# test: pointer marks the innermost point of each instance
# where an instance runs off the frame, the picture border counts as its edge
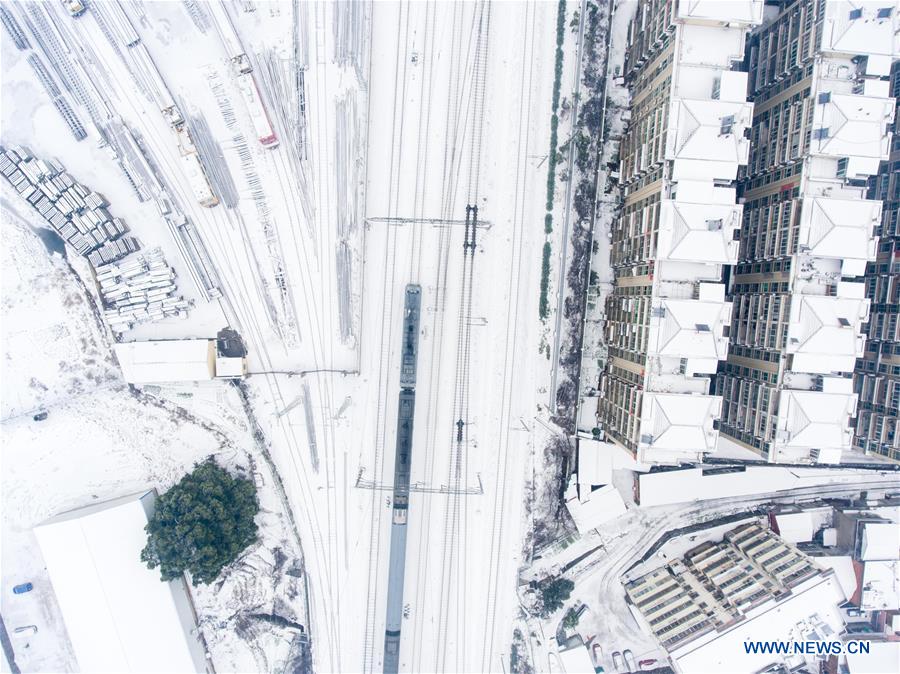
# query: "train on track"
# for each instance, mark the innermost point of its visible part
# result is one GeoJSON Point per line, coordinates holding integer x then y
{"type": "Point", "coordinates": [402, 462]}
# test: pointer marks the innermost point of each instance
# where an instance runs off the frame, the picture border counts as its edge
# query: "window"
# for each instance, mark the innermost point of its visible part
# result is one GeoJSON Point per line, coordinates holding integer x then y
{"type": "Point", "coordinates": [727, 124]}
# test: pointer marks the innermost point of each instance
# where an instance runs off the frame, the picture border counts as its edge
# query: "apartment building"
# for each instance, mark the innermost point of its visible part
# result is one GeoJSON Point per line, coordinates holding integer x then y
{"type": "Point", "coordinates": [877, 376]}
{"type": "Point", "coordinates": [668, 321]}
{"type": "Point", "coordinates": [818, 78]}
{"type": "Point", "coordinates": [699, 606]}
· · ·
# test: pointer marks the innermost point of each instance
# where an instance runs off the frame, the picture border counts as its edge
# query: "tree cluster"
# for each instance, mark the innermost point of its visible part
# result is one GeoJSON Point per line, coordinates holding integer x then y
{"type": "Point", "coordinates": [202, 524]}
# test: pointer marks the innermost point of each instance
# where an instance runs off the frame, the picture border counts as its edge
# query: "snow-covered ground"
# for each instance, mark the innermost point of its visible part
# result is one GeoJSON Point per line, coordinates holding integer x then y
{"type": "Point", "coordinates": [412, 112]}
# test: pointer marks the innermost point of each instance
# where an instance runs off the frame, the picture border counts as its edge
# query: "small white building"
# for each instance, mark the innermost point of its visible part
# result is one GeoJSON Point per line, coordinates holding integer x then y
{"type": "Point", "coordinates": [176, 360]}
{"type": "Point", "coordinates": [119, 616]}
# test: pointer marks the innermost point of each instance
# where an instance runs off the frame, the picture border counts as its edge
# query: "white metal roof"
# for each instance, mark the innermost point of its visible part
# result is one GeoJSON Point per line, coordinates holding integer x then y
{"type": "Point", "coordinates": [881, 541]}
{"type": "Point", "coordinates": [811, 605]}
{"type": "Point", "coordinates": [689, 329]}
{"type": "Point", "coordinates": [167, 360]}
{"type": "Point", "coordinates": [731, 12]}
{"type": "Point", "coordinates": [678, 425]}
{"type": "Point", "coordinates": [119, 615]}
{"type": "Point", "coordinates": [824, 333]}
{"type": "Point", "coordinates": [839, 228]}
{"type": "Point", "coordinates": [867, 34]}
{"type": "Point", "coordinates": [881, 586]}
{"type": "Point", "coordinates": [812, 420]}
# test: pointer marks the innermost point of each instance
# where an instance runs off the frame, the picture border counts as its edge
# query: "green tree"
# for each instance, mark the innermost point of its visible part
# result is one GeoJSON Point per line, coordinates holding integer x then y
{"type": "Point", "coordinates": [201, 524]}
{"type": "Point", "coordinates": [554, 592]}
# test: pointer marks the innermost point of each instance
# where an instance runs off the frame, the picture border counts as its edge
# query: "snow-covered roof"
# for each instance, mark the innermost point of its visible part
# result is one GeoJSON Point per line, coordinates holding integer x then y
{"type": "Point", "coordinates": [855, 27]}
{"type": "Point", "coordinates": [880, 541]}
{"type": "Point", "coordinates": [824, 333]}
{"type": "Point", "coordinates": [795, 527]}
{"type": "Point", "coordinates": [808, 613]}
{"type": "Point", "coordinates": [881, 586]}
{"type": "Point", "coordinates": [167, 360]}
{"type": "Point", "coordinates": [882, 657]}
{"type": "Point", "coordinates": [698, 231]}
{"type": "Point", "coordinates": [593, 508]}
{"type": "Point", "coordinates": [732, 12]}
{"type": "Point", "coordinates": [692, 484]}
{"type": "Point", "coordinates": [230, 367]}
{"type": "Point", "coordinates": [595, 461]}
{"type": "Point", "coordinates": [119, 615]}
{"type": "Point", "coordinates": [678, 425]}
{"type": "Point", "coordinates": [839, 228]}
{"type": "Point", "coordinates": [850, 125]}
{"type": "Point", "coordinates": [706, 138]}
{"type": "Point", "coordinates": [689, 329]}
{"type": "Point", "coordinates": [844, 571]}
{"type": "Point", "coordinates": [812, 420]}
· · ·
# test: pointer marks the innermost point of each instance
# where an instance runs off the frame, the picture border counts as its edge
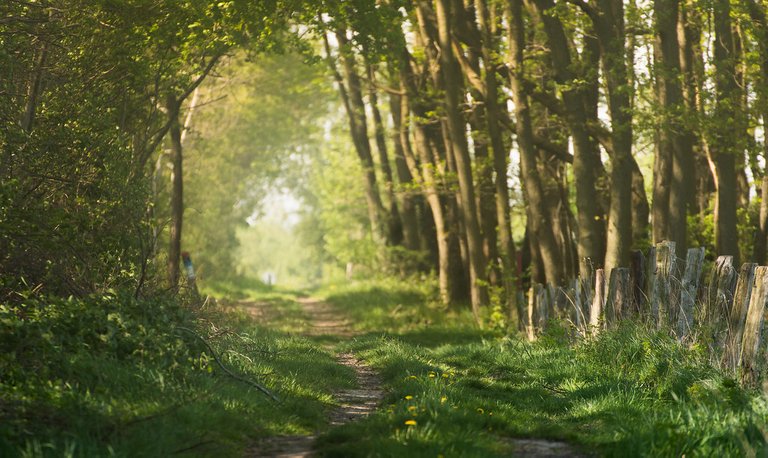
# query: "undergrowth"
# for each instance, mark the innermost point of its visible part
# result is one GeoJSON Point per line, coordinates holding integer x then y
· · ·
* _Written exercise_
Pull out each line of the records above that contains the word "building", and copy those lines unchanged.

* _Task solution_
# query: "apartment building"
# query: "small white building"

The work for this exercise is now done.